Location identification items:
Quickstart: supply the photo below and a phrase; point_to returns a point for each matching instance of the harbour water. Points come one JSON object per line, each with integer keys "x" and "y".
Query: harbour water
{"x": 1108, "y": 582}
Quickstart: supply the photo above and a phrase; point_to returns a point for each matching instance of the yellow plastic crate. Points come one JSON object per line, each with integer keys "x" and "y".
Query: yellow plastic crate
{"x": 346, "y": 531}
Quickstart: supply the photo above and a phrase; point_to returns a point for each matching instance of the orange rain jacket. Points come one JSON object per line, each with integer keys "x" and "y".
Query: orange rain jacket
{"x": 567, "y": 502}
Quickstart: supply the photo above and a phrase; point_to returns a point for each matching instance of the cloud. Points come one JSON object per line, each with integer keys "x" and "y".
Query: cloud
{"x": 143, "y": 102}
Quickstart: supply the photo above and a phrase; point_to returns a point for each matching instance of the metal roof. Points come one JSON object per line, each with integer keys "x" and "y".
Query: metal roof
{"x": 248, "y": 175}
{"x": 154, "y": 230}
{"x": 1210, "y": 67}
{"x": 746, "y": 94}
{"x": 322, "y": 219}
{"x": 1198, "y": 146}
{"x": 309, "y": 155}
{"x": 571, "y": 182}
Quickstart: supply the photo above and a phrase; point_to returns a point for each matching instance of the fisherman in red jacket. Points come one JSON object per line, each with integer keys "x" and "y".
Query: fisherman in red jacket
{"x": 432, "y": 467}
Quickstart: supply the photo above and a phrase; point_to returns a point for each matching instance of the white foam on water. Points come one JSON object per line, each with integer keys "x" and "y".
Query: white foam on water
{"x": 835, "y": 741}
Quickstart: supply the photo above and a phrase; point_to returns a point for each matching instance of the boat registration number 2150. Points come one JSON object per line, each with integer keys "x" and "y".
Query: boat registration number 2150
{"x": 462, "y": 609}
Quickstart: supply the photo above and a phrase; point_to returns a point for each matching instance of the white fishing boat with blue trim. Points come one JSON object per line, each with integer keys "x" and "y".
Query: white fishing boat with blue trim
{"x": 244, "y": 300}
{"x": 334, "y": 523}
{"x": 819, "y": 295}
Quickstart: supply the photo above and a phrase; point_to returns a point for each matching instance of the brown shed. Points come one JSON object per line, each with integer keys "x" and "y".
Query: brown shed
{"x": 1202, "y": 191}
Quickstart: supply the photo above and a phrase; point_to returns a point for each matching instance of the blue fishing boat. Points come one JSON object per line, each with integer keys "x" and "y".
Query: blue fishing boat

Request – Set down every line of the listing above again, exactly as given.

Problem solution –
Quickstart: supply the photo below and a phrase; point_to returns a point for each matching instance of the harbour water. Points come one JSON object per line, each with integer keys "x" and "y".
Query: harbour water
{"x": 1108, "y": 582}
Quickstart: supply the photo above and a phrase; point_to returns a point for each matching instance of the yellow plastic crate. Points come one JSON object per line, each with integer keys "x" and "y".
Query: yellow plastic crate
{"x": 346, "y": 531}
Quickstart: supply the photo above and a phrase; point_to returns a point for each matching instance of the orange rain jacket. Points come one JSON object per line, each with integer keys "x" and "y".
Query: orange rain jacket
{"x": 567, "y": 502}
Quickstart: supply the photo above and a phrase; point_to returns a point for each matching instance of the cloud. Points come one JSON object per line, each with integer keys "x" and "y".
Query: cloud
{"x": 143, "y": 102}
Quickstart: supply the photo above and a phrase; point_to returns a point for each matching instance of the metal roof. Points come one JSON object per line, each with integer keys "x" and "y".
Query: metal roof
{"x": 248, "y": 175}
{"x": 154, "y": 230}
{"x": 1210, "y": 67}
{"x": 746, "y": 94}
{"x": 322, "y": 219}
{"x": 1198, "y": 146}
{"x": 309, "y": 155}
{"x": 571, "y": 182}
Quickstart: supply the photo above and a phrase; point_to returns a point for each matching instance of the fisherman in red jacket. Points come one JSON object per line, each with integer keys "x" and "y".
Query: fisherman in red jacket
{"x": 432, "y": 467}
Quickstart: supply the photo above and a phrase; point_to returns a point for each matching instance of the white foam on water. Points come one JSON object per line, each with integer keys "x" and "y".
Query: white foam on water
{"x": 835, "y": 741}
Quickstart: supply the photo above and a phrase; point_to returns a point for each matching instance of the boat registration number 2150. Points come one JSON object per line, each with integer keys "x" and "y".
Query: boat registration number 2150
{"x": 462, "y": 609}
Quickstart: supply the photo above and a phrase; point_to returns a point for each matching instance of the white fishing boat with blue trim. Points come one JSON object per line, each with integer keys "x" and "y".
Query: white fishing boat with blue trim
{"x": 244, "y": 300}
{"x": 334, "y": 523}
{"x": 819, "y": 295}
Quickstart: supply the photo above and a phrase; point_to returns a point for each matching instance of the brown shed. Points come one JSON object per line, each with integer keys "x" and "y".
Query: brown shed
{"x": 1202, "y": 191}
Quickstart: supply the photo above and a phrase; point_to returns a point for each matching instance of the blue fishing boat. Points come one JSON object per line, each with integer keys "x" and "y".
Query: blue fishing boat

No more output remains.